-- Problems to solve --
**1.** In the excerpt about the experience of being trans, what is the first part of the twofold realization?
**2.** Write the next part of the excerpt about the experience of being trans, starting after its final sentence.

-- Excerpt provided --
○ ○ ○ ○ ○ ○ ○

The experience of being trans can potentially reveal what is transient and what is solid, what is real. This is a twofold realization. First, we realize who we are. We might be feminine, masculine, androgynous; we might be men, women, genderqueer, genderfluid, agender, etc. It is healthy, courageous and invigorating to be honest with ourselves. We then begin a process of evolution and manifestation is which we express ourselves in the world. Beautiful. This is a very good thing.

But in itself, it’s incomplete. If we get trapped in a rigid idea of ourselves as our labels, we will be back in the box all over again, if perhaps a somewhat friendlier, roomier box than before transition. I have observed that trans men and women often run directly from the box of assigned gender to the box trying to fit in perfectly as the more suitable gender, trading a cage for a carpeted cage. (Not sure how this plays our for nonbinary people–let me know in the comments!)

○ ○ ○ ○ ○ ○ ○

-- Supplied material --
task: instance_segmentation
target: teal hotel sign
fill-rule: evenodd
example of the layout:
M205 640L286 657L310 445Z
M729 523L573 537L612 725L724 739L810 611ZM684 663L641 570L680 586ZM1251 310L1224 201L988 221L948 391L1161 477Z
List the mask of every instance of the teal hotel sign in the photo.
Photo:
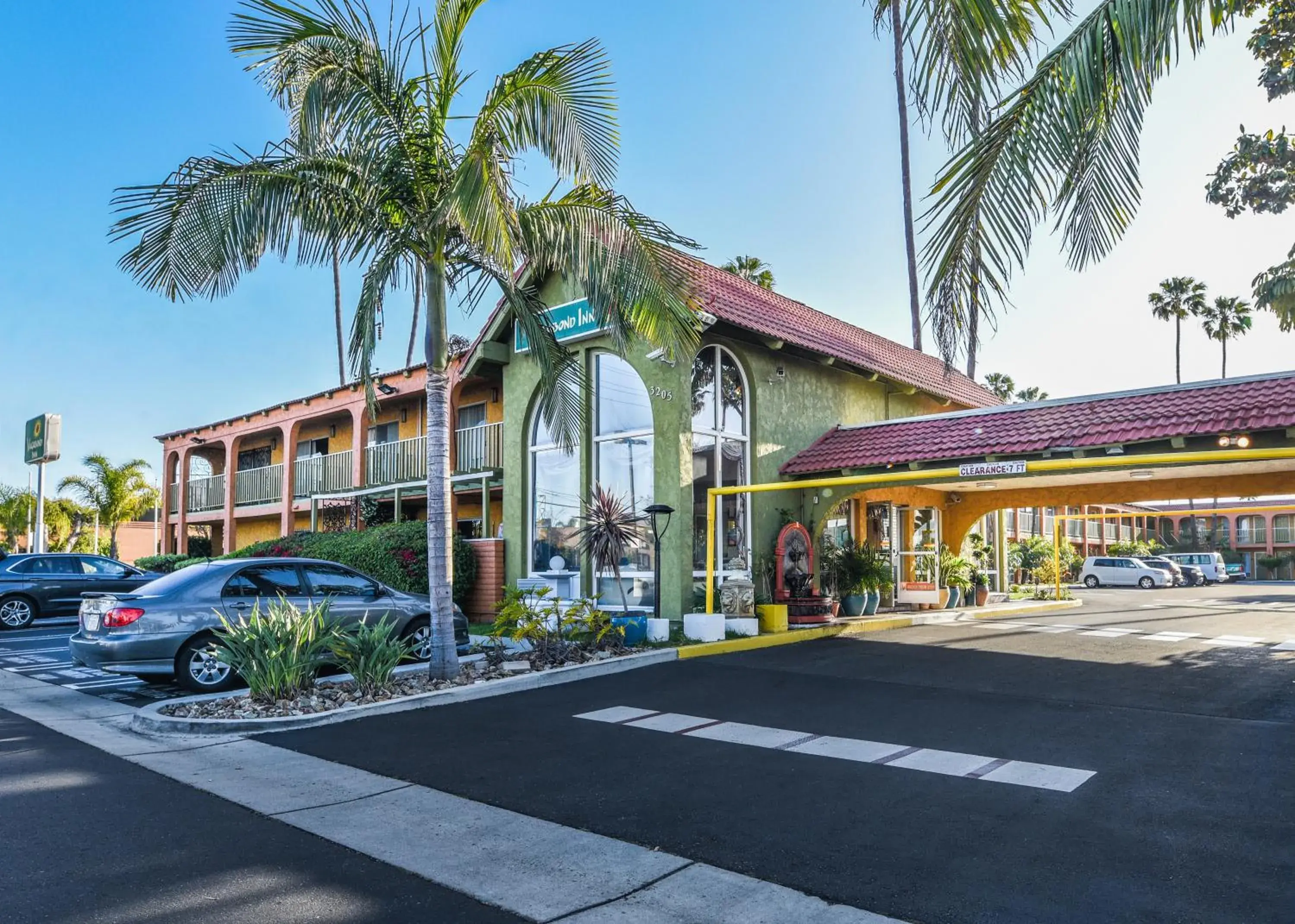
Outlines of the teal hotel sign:
M558 343L569 340L583 340L587 336L601 334L606 327L598 324L598 316L589 307L588 299L576 299L565 305L553 305L546 312L549 324L553 325L553 335ZM521 326L513 327L513 352L524 353L531 348L531 340Z

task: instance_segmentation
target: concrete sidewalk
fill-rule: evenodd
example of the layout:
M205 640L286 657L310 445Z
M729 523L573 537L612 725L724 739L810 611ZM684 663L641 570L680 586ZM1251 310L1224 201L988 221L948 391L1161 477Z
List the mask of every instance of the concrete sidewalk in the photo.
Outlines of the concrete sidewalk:
M882 924L781 885L0 672L0 708L532 921Z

○ ○ ○ ○ ○ ○ ○

-- Responses in order --
**1.** We realize who we are.

**2.**
This is what I did and it seems to be quite common. We get lost between competing false selves. After beginning medical transition, I became very hung-up about my gender, feeling a completely overwhelming desire to be gendered correctly by others and to be not one iota different from a cis man. It’s perfectly reasonable to try to express one’s gender and want others to recognize it. But the painful need to be seen, and, more troubling, to be the same, was actually rooted in transphobia. On some level, I accepted the bullshit line that being trans is inferior, that we are less real and less legitimate; I thought I needed to be as close to cis as possible in order to be okay. But I don’t. I just need to be me.

It is totally understandable that we try desperately to “pass”–our very lives depend on it, and assuming a person genuinely wants to live as a woman or a man, there’s no deceit involved, just the intense desire to express ourselves honestly at long last. The danger is getting stuck there. By getting stuck I don’t mean simply living as a particular gender–nothing wrong with that–but getting stuck in the belief that our very worthiness and even existence depend upon our gender.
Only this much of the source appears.